>> BEGIN Data for this task
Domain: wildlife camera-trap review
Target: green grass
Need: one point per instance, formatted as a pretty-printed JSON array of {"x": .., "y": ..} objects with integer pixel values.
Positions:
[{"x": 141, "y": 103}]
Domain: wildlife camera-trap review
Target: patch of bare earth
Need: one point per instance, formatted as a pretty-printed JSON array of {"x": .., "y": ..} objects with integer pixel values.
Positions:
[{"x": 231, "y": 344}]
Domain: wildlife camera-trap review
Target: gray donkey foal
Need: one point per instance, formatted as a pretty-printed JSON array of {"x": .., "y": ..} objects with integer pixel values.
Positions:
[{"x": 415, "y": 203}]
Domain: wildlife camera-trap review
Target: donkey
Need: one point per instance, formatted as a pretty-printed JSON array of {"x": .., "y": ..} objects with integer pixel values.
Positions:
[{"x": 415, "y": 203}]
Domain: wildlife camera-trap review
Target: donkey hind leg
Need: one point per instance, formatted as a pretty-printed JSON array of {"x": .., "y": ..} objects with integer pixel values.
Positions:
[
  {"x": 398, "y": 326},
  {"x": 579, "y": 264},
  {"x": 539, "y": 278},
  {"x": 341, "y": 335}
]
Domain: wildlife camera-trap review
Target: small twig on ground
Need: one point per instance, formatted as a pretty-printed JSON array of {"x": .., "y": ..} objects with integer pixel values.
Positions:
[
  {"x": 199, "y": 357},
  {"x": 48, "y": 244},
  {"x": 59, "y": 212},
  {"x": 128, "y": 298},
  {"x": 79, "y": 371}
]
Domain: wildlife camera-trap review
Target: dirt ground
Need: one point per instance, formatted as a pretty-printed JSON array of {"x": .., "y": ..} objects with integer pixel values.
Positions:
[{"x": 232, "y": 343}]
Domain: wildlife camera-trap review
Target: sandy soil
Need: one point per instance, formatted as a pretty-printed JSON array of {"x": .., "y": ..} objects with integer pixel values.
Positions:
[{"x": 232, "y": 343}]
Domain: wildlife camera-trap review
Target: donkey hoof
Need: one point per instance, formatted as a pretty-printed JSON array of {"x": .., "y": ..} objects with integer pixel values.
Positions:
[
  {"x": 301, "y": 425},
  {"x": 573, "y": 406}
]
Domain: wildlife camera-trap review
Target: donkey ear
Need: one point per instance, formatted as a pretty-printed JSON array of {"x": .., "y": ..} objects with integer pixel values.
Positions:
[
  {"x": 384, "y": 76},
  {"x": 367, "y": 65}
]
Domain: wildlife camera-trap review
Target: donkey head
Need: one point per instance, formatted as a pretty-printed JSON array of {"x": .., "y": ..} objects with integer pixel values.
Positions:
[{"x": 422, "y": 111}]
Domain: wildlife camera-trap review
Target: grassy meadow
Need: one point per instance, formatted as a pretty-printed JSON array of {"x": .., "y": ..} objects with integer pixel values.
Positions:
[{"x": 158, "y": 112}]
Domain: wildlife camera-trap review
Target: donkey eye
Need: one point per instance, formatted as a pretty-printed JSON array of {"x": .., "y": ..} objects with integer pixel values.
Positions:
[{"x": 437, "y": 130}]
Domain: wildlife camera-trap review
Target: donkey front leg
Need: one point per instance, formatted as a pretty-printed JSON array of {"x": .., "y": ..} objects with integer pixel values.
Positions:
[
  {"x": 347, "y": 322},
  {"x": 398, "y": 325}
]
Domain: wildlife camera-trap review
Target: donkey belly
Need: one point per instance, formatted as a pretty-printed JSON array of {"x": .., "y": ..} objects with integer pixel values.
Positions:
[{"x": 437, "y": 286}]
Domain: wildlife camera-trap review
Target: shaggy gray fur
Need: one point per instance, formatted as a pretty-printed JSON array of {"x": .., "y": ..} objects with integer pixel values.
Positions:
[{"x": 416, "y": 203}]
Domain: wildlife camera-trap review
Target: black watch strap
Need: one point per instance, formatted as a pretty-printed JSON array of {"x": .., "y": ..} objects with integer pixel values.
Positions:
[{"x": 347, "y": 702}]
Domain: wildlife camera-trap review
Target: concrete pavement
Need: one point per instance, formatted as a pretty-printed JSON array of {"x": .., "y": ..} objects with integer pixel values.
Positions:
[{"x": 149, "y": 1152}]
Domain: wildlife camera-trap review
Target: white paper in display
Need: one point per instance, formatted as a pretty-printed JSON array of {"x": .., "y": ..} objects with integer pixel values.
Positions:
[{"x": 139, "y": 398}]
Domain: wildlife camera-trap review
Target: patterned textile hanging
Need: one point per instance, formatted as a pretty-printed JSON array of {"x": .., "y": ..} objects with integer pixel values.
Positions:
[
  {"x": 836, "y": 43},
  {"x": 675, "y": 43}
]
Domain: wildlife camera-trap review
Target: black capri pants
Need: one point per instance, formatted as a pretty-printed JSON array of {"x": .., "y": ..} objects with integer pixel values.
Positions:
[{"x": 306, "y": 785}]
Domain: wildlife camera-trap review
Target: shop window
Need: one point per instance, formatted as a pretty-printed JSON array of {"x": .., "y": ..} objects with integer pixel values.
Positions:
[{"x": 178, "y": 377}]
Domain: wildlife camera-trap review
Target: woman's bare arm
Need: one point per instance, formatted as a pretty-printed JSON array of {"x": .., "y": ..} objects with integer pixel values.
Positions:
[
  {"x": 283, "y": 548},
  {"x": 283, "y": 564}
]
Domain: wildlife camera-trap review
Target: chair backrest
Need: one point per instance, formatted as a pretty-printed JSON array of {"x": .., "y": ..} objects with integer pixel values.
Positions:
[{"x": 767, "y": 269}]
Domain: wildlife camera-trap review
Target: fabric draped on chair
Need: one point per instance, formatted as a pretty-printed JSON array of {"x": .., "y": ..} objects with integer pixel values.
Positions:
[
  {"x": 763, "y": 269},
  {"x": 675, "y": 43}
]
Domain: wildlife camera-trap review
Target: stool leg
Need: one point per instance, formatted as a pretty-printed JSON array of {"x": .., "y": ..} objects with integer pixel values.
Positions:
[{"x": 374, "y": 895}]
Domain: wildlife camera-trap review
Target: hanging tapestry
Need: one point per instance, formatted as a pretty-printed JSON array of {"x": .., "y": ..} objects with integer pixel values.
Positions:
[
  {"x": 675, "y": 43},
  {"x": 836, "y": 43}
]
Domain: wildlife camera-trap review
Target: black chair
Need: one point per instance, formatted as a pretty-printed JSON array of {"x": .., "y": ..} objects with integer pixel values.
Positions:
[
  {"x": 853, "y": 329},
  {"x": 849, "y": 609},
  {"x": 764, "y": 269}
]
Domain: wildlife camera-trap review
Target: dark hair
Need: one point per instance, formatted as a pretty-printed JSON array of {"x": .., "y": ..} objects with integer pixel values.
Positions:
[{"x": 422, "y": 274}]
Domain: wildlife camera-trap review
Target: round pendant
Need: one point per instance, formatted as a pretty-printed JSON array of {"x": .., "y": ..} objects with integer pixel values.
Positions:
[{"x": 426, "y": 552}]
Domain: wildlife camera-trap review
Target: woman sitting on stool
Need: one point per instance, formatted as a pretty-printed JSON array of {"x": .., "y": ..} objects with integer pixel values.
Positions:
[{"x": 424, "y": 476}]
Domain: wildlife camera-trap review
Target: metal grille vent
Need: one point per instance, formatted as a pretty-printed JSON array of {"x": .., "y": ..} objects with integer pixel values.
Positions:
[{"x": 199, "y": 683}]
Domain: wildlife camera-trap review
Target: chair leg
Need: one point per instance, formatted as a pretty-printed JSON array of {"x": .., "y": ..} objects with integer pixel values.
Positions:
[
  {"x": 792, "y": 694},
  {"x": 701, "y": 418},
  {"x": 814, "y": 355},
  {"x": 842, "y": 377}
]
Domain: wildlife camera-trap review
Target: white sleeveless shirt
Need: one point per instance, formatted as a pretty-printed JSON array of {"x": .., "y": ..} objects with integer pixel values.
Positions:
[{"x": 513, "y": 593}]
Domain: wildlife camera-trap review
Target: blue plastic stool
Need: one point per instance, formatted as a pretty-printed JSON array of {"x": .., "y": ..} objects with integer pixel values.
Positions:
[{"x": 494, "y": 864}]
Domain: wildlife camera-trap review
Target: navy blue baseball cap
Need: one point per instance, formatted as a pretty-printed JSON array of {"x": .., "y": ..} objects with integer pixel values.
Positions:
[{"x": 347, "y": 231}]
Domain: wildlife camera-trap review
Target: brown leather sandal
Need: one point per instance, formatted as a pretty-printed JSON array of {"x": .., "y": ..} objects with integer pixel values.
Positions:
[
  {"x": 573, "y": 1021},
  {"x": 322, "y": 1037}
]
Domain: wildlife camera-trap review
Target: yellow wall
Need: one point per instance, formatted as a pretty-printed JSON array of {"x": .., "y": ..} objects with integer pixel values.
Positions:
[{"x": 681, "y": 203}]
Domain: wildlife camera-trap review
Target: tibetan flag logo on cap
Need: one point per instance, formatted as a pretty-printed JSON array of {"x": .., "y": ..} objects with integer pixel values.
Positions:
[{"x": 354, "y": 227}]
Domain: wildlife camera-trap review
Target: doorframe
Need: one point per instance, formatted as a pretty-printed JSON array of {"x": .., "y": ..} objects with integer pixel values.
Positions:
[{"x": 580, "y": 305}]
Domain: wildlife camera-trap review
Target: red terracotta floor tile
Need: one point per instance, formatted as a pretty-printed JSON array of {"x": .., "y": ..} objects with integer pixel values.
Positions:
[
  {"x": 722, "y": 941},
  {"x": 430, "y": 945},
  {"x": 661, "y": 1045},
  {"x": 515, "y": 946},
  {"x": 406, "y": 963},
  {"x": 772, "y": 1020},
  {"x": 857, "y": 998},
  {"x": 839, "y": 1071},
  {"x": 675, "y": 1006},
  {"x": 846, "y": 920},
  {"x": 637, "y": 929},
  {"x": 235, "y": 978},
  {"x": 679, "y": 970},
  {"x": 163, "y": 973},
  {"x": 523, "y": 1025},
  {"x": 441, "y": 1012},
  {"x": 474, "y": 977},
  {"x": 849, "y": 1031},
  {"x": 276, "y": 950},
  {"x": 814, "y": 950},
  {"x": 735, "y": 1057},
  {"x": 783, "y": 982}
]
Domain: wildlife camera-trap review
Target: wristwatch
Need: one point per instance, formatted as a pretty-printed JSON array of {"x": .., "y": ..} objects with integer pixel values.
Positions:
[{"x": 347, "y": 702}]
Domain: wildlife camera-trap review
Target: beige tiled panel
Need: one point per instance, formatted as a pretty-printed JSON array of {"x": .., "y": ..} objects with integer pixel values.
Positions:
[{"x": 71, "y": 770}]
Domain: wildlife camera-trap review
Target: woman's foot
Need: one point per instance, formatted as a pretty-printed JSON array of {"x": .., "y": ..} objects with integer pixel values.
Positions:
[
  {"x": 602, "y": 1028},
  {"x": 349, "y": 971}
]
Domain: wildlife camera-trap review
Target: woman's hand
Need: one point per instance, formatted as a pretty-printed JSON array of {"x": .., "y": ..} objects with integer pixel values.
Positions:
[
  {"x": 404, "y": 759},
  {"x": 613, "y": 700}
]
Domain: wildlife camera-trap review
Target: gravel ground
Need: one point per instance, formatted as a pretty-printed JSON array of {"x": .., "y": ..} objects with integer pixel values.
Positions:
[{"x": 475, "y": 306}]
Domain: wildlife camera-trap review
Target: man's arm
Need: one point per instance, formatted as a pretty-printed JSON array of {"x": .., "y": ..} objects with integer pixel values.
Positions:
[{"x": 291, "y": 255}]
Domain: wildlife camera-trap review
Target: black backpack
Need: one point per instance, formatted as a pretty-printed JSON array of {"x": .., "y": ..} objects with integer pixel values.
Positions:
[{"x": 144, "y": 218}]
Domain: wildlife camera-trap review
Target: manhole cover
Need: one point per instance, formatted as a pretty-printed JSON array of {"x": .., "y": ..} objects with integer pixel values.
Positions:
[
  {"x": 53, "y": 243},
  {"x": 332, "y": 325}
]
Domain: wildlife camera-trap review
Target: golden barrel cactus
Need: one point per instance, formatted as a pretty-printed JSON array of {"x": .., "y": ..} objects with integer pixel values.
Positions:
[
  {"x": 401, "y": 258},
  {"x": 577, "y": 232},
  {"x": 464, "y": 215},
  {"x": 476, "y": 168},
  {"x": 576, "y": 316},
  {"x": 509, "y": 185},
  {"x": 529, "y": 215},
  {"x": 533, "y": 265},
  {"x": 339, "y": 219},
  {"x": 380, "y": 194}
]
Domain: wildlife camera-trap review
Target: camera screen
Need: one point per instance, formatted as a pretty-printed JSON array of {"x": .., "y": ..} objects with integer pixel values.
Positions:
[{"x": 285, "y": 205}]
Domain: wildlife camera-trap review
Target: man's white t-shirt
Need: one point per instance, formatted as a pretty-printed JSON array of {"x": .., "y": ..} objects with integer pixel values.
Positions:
>> END Data for this task
*Work required*
Report every line in the rows above that contains the string "white".

*Result*
Target: white paper in display
Target: white sleeveless shirt
Target: man's white t-shirt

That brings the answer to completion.